* Task details *
All of the lines below are to be transcribed faithfully, with pictures excluded from the copy.

:: Task data ::

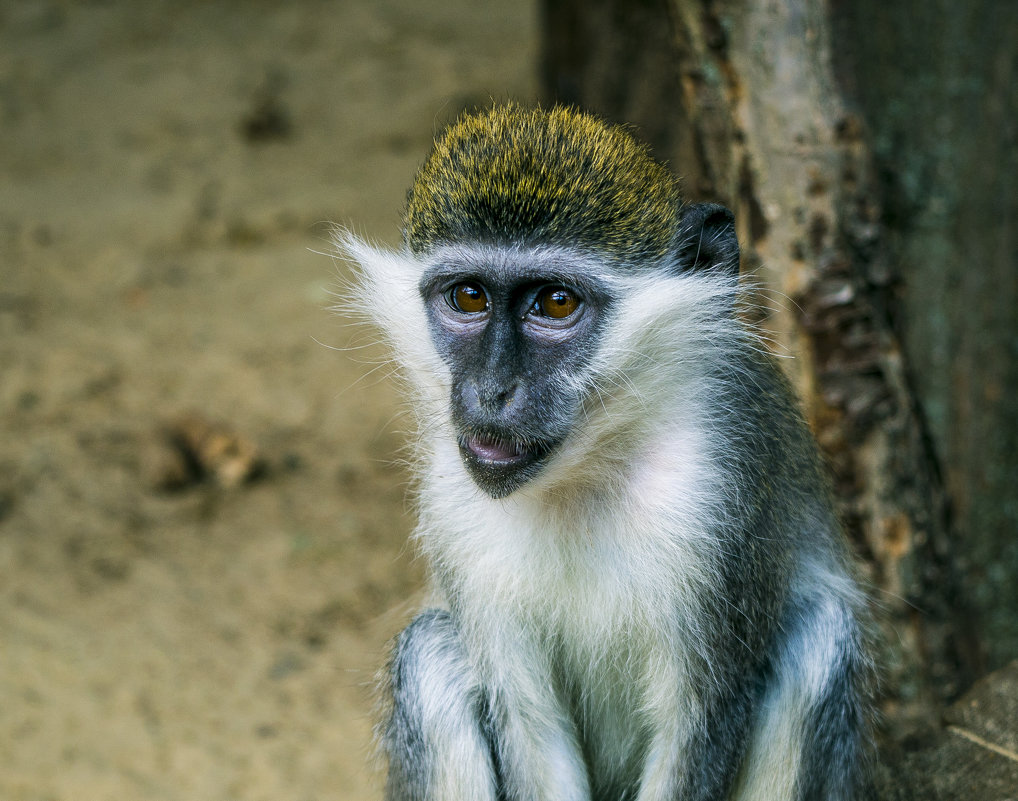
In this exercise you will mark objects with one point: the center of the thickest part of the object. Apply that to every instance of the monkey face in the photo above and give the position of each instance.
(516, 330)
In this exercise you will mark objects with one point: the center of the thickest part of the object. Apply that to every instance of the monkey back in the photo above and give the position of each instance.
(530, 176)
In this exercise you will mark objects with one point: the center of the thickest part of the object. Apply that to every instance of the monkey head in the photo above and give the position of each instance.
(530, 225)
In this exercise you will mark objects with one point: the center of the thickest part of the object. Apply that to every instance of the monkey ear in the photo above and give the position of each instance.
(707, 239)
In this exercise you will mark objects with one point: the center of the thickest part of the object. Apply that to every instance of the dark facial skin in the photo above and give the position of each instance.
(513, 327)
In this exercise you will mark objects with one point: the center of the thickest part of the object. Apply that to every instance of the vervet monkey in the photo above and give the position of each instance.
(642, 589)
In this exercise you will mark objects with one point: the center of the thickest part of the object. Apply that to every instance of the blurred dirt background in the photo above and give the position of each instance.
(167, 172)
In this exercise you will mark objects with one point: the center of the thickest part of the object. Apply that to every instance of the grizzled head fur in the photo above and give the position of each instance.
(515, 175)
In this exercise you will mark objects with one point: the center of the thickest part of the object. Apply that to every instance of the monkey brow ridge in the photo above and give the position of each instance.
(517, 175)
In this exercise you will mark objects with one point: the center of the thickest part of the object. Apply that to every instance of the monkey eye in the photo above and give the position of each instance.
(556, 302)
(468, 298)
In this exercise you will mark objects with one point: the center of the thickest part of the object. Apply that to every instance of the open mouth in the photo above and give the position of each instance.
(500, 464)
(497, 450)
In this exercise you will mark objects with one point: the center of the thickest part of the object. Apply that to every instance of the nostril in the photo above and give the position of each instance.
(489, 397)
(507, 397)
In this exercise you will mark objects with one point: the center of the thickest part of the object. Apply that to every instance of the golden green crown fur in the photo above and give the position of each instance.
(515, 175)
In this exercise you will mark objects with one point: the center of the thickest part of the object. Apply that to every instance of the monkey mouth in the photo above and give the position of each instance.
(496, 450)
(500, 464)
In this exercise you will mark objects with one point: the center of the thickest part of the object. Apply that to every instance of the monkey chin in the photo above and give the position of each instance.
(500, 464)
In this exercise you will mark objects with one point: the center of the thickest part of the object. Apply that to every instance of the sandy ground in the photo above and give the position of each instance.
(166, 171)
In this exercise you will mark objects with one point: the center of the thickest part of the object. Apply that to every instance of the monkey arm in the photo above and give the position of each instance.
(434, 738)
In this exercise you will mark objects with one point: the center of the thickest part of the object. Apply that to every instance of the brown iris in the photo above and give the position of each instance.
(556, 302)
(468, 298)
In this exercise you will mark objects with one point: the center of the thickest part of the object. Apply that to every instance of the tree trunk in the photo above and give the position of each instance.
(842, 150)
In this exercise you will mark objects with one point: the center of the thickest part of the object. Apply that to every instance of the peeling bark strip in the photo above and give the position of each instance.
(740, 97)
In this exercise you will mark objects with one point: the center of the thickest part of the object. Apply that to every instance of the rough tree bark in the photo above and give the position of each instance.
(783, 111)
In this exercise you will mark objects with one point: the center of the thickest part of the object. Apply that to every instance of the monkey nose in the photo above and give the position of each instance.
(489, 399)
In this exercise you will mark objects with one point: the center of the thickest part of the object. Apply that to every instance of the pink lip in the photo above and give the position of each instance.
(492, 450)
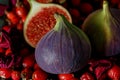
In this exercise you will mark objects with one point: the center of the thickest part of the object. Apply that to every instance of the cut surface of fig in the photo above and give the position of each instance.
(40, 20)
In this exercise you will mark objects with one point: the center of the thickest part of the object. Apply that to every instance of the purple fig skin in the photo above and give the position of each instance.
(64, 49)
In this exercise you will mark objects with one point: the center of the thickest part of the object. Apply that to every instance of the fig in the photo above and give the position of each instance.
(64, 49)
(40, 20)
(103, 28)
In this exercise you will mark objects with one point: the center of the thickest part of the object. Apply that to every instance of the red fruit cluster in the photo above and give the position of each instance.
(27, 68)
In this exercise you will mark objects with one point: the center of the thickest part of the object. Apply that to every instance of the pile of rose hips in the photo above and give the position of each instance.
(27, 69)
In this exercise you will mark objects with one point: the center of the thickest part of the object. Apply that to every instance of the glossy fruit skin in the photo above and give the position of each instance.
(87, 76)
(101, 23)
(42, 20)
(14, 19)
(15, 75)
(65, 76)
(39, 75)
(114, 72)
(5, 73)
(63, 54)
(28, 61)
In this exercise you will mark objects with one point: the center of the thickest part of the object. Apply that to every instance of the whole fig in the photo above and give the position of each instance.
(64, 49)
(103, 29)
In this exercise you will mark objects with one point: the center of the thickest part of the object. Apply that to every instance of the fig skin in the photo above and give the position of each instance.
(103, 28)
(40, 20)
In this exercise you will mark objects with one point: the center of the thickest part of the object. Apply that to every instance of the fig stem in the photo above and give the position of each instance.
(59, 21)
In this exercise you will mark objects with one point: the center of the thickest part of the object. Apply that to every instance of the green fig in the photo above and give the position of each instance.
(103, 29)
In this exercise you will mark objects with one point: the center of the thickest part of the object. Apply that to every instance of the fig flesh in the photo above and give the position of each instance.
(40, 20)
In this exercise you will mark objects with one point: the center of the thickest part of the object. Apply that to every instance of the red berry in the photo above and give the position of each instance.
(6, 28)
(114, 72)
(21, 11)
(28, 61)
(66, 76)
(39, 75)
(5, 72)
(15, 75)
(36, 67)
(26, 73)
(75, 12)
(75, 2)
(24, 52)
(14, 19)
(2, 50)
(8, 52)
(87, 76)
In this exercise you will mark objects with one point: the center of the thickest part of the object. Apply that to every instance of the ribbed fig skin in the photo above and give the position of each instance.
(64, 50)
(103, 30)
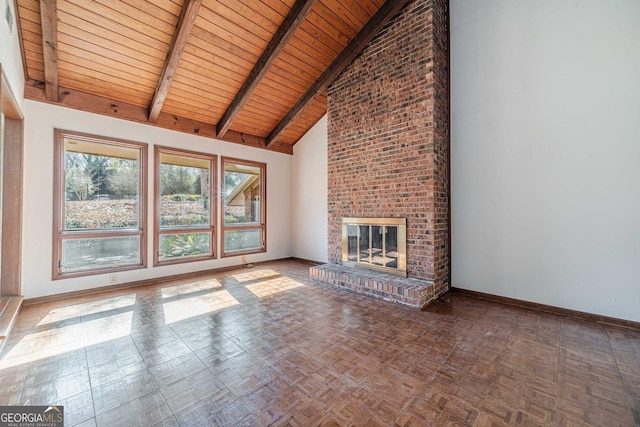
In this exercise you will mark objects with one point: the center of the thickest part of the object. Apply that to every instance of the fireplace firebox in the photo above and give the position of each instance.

:::

* Solution *
In this exercise you will mark objects with one point: the center of the thickest part of the object. Apply that to every instance of the monkey face in the photo above and give the position of each instance.
(516, 330)
In this exercise you will mark objects with one point: the center of the thickest part of the object. Apply that to every instance of the monkey back in the photo above and give the position of each instance.
(530, 176)
In this exercise you will mark objects with one point: the center of the thickest part of the object. Apply that to every instance of the monkey head in the photo above and give the position of each instance.
(530, 225)
In this exercise you will mark objects with one point: the center of the thickest part of the object. Apply that to every instance of the monkey ear in the photo above and give the position of each instance.
(707, 239)
In this exercise you will mark objects with one point: the center of the thickest part of the object. Apply that to every instance of the dark facial skin in the photo above and give the position of each instance.
(513, 327)
In this exercise you will mark objects with one point: the center of the thickest part of the object. Apply that to every instance of the vervet monkey in the photo above and give the position of each instance.
(642, 589)
In this exercise you will mark objects with one point: the center of the thickest part of the object. Apply that to every instance of the blurred dirt background in the photo above and give the position of each instance.
(167, 172)
In this exercise you will mark objects with one point: the center of the thickest part of the object. Apply that to every instance of the grizzled head fur in the photo above and give the position of each instance.
(515, 175)
In this exercise you will mark objects with one point: the center of the thickest part of the object. Apply that to every instance of the monkey brow ridge in the photo above and give the position of each instance.
(517, 175)
In this exercise you will mark objects with one point: the center of the thickest part of the object. Apply that to every instance of the monkey eye in the photo above and give the position of each instance.
(556, 302)
(468, 298)
In this exercise you will mark objects with one point: the center of the thickest part of the object. Apply that to every instance of the open mouth in the photo above and give the position of each instance.
(500, 464)
(497, 450)
In this exercise you will mark objects with one point: the center of the thickest part of the object. Apply that to every instance of the nostril in the photo above and give the position of each instance.
(489, 397)
(507, 397)
In this exercise you will mark objects with one point: the center of the thickest part of the object. Apply that to every instance of the golden green crown fur in the photo above and give the position of each instance.
(515, 175)
In this exercise you will mark objects with one point: the center of the thickest part of the object. Apply that to every instance of the monkey mouth in the photo above and give the position of each instance.
(496, 450)
(500, 464)
In this exercise you will mark objects with one point: the center of the thickest part of the object. Apply that to every instance of the monkey chin in the photo above and give the position of each instance.
(500, 464)
In this exercise you will mark objects with one point: the center of the thickest part of the object. Apply that to every instance of the sandy ground in the photo above and give the position of each instance.
(166, 171)
In this exercise you will mark objects with one point: the center of the thickest part of the object. Apply that to every instance of the monkey arm in the photo above and give the position of each instance.
(434, 738)
In this exercise you will mark objects with one point: the center of the thickest part of the object. Apply that to every instance of the brown iris in the photo above and give the position of each instance.
(556, 302)
(468, 298)
In this exercise you will mark objects with one point: the center of the thickest part of the object. Apply that to every instance of the tree trunk in the photo above and give the position of each instance.
(842, 150)
In this exercise you will mark objects with one point: the center of the thickest part of the object. Apply that to every instance of the peeling bark strip in the photo above and give the position of each instance.
(740, 97)
In this exercise you will mark objects with one point: the center of the thickest part of the object. Apply that to every instance of the rough tree bark in the photo above and give the position of each instance.
(783, 111)
In this exercise you will mark objects with one point: the center of the thickest part of the object. Apply that to every instance of the monkey nose in the photo above and give the position of each instance.
(489, 399)
In this exercise you will mark objects with one point: the center of the thickest part of the object. Apply that to every instance of the pink lip in the photo above and give the position of each instance.
(492, 450)
In this exercise you will mark objects with one point: the center of the thickest part of the object. Apply that to every instance of the cut surface of fig in the photo above and give the position of each instance.
(40, 20)
In this exercise you will mark objects with one point: the center of the thickest part of the object. Apply that to every instance of the purple fig skin in the photo above and give the position of each instance.
(64, 49)
In this exercise you will mark objects with one point: the center of the thickest part of the object. Apply that to every instance of the fig in the photo above and give the position of each instance.
(64, 49)
(40, 20)
(103, 28)
In this exercise you will mark objects with one point: the center of the thickest part of the object. Apply that to every instance of the red fruit cluster in the photo above and give the position of each instance.
(27, 68)
In this exercise you will mark objects with one point: the center of the thickest part of the object. Apply that to every instance of the pile of rose hips in the photo above and give the position of each instance.
(27, 69)
In this exercise you will mark objects with one point: the center of the thickest part of the object. Apply that to every instance of the glossy fruit skin in the photo above and give the position of each instance.
(87, 76)
(101, 23)
(42, 20)
(14, 19)
(15, 75)
(65, 76)
(39, 75)
(114, 72)
(5, 73)
(63, 54)
(28, 61)
In this exercise you will mark objects with one point: the center of the thickest part of the object. Apply that to every instance of the whole fig in the photo above and give the position of each instance.
(64, 49)
(103, 29)
In this exercise you will mark objects with one point: the center of the thickest part of the object. Apply that to every instance of the fig skin in the photo above and give the position of each instance.
(103, 28)
(40, 20)
In this exercise you will mark objects with one point: the center of the thickest part of the object. Apply that to every instance of the fig stem in the photo above and give the position of each instance.
(59, 21)
In this exercise you will mark objects with one point: the center of the thickest part of the object. Apply that to every instance of the green fig in the photo above and give the position of each instance.
(103, 29)
In this exercise you will mark objects with one point: the center of the thickest part of the object. Apply that to every instance of the fig flesh in the photo above and give the position of each instance.
(40, 20)
In this exercise you will mark objects with one point: the center of the thickest part of the object. Apply that to every instance of the red berry in the photo above and give the position of each instance.
(6, 28)
(114, 72)
(21, 11)
(28, 61)
(66, 76)
(39, 75)
(5, 72)
(15, 75)
(36, 67)
(26, 73)
(75, 12)
(75, 2)
(24, 52)
(14, 19)
(2, 50)
(8, 52)
(87, 76)
In this exercise you will mark objects with one point: the center of the thickest part of the object. Apply that to every instance of the ribbed fig skin in the photo above and give the position of each instance.
(64, 50)
(103, 30)
In this exercise you will mark objects with one point: the center of the thickest part of the object. Apply that to every instance of the fireplace firebox in the photo above and give the position of each instance.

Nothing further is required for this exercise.